### Exercise 1:
Extract every line of the listing that contains the string "tube".

— START OF Source text —

Balls and Urns Modification Question:
How many ways are there to distribute $b$ balls in $u$ urns such that none of the urns are empty and all of the urns have a distinct number of balls? I do not consider permutations of the balls in the urns to generate distinct cases, nor does permuting the urns (ie, all the balls and urns are identical).
Thoughts:
The restrictions above are similar to those defining the Stirling numbers of the second kind - except I'm also requiring that the urns have a unique number of balls in them.
I tried counting the number of cases where the final balls-and-urns state has repetitions (with the intention of subtracting this from the Stirling numbers) but I haven't had any luck.
Follow-up Question:
Now suppose that I have some constant $C\in\mathbb{N}$. How many ways are there to distribute $b$ balls in $u$ urns, where $b+u=C$, such that each urn has a unique and non-zero number of balls? This is basically the same problem as above, but now summing over several cases for $b$ and $u$ (specifically, all $b$ and $u$ such that $b+u=C$).
 A: The O.E.I.S  can provide an answer of sorts... Consider the formal power series in two indeterminates $x,y$:
$$ (1+xy)(1+xy^2)(1+xy^3)(1+xy^4) \cdots $$
The coefficient of $x^u y^b$ in the expansion will equal the number of ways to write
\begin{align*}
 b = n_1 + n_2 + \ldots + n_u && \text{where} && 0 < n_1 < n_2 < \cdots n_u.
\end{align*}
If you want to consider the urns distinct, you should multiply by $u!$ to account for order.
A: Let $p_u(b)$ denote the number of partitions of $b$ into $u$ nonzero parts, without the requirement that the parts be different. This is a well known function, counting classes of the surjections from a $b$-set to a $u$-set under permutations of both those sets. There is no closed formula for these values, but the generating series
$$
  \sum_{n\in\mathbf N}p_k(n)X^n = \frac{X^k}{(1-X)(1-X^2)\ldots(1-X^k)}
$$
that allows to compute its values easily. (The generating series more naturally counts partitions of $n$ into any number of parts each at most $k$ with at least one part of size$~k$, but by taking the conjugate partitions this translates into counting partitions into $k$ nonzero parts.) This solves the variation of your problem without the requirement that the parts (numbers of balls in each urn) be all distinct.

— END OF Source text —

### Exercise 2:
Resume the thread on distributing balls into urns, continuing from its last sentence.

— START OF Raw records —

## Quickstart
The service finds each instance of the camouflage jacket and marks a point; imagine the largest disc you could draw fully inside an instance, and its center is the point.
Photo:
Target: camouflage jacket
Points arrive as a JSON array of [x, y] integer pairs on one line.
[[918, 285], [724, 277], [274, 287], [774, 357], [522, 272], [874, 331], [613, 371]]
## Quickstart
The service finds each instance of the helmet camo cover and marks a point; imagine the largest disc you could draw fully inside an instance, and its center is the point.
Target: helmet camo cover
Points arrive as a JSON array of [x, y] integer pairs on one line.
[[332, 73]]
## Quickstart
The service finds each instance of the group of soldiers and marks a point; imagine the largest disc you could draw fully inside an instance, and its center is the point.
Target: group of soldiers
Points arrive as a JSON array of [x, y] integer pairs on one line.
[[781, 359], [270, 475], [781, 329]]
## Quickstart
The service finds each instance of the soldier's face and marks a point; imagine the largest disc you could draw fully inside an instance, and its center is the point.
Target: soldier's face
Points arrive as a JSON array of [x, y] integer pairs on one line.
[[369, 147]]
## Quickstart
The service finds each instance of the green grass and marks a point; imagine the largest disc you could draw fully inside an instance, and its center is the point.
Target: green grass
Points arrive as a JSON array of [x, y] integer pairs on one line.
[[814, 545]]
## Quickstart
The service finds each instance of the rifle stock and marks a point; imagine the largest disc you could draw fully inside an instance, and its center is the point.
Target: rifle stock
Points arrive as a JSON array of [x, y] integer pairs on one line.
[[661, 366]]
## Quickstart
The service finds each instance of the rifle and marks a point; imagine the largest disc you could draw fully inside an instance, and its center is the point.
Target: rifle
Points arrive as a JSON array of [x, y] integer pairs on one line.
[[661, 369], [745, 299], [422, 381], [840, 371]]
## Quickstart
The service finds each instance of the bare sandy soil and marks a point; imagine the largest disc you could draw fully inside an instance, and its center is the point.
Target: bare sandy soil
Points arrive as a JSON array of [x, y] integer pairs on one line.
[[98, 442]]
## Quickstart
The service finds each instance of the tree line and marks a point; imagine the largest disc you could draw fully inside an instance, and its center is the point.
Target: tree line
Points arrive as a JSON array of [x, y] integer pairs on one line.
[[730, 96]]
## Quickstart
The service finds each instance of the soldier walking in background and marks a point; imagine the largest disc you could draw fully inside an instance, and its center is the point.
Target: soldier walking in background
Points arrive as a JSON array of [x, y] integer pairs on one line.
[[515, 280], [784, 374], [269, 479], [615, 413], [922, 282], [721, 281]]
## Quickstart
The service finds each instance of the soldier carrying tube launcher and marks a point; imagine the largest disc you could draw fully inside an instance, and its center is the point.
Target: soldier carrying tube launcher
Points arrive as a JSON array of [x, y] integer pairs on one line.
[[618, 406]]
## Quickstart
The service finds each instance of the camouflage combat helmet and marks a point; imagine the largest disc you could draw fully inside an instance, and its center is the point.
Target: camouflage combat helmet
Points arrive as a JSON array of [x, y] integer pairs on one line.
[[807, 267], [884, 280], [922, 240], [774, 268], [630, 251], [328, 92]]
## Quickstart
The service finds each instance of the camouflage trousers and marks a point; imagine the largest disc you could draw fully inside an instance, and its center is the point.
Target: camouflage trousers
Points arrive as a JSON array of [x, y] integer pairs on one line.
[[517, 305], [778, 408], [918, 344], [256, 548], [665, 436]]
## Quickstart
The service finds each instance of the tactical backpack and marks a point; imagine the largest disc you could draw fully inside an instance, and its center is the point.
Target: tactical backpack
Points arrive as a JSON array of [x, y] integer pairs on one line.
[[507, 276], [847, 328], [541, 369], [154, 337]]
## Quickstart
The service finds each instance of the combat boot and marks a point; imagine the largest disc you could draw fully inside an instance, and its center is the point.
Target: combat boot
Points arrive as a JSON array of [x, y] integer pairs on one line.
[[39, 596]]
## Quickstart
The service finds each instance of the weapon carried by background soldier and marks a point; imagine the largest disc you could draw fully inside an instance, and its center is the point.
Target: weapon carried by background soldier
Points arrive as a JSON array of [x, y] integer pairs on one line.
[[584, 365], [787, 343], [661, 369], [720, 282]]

— END OF Raw records —

### Final answer 1:
The service finds each instance of the soldier carrying tube launcher and marks a point; imagine the largest disc you could draw fully inside an instance, and its center is the point.
Target: soldier carrying tube launcher

### Final answer 2:
To accommodate for that additional requirement of distinctness, proceed as follows. Assume that $b\geq\frac{(u+1)u}2$ so that at least one solution to your problem exists (in the contrary case the answer is $0$). Now take such a solution, order the urns by (strictly) increasing number of balls, remove nothing from the first urn, one ball from the second, two balls from the third, and so forth until taking $u-1$ balls from the last urn. This removes $\binom u2$ balls in all, and leaves a solution for the problem of putting $b-\binom u2$ balls into $u$ urns without additional requirements, again distinguishing neither the balls nor the urns. Conversely given such a solution one can order the urns by weakly increasing number of balls, and then add $0,1,2,\ldots,u-1$ balls to the successive urns to find a solution to your problem. So the problems have equally many solutions, and this number is
$$f(b,u)=p_u(b-\binom u2)$$
by the definition of $p_k(n)$. From the above, the generating series by$~b$ for this is
$$
 \sum_{b\geq(u+1)u/2}f(b,u)X^b = \frac{X^{(u+1)u/2}}{(1-X)(1-X^2)\ldots(1-X^u)}.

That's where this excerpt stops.